The task: Please gather every line in the records below that contains the string "clicks".
----- Record set
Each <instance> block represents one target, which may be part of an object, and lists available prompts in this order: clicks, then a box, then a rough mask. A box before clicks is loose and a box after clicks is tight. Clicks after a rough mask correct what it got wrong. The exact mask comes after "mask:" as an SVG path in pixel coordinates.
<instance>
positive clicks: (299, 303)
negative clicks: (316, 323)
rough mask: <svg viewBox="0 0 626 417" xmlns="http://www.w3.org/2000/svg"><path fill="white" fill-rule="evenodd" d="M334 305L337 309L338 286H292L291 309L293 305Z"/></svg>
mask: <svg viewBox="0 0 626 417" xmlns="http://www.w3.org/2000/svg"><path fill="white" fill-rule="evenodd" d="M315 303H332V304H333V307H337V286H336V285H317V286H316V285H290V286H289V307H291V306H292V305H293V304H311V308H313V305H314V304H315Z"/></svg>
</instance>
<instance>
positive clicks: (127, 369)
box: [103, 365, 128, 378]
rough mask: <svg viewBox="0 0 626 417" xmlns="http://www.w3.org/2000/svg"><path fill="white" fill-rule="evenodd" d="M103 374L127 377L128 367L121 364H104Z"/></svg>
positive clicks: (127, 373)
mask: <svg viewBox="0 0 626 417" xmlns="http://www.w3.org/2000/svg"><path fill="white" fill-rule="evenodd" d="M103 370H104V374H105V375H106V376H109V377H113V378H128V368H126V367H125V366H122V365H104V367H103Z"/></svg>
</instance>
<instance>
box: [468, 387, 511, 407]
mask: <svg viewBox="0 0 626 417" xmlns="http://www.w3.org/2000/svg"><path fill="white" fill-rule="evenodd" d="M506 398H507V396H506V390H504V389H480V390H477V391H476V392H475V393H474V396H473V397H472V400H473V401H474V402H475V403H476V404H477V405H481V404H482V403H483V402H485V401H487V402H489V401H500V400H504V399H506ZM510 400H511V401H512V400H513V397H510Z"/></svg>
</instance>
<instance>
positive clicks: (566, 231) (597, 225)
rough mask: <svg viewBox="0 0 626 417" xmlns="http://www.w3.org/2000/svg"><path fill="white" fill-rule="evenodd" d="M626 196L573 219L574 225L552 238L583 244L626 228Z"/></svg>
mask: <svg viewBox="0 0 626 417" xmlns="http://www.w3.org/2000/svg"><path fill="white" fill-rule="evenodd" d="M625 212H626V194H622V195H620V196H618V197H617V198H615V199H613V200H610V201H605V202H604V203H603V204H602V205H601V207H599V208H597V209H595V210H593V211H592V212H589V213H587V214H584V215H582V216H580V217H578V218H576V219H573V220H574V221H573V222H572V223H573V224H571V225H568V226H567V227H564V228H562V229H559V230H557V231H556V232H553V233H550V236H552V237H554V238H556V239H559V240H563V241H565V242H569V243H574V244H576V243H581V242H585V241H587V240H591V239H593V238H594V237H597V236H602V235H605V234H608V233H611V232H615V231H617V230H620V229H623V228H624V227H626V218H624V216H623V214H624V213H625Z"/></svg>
----------
Answer below:
Each <instance> block represents one target, which may be part of an object, and lists available prompts in this order: clicks, then a box, then a rough mask. A box before clicks is loose and a box after clicks is tight. Clicks after a rough mask correct what it got wrong. The exact mask comes after "mask:" as an SVG path in pixel coordinates.
positive clicks: (299, 303)
negative clicks: (316, 323)
positive clicks: (127, 369)
positive clicks: (127, 373)
positive clicks: (566, 231) (597, 225)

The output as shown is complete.